**Your objective**
In the lines below, swap "dish" for "plate" and give all the lines back with nothing else changed.

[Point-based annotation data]
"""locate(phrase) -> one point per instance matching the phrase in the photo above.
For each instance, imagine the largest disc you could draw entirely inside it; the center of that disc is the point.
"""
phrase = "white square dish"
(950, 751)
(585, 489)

**Exercise result**
"""locate(phrase) -> one point per instance matching the phrase in the photo above.
For each instance, imagine the largest disc you could draw entirely inside it; the center of that disc is the point.
"""
phrase = "white square plate"
(950, 751)
(585, 489)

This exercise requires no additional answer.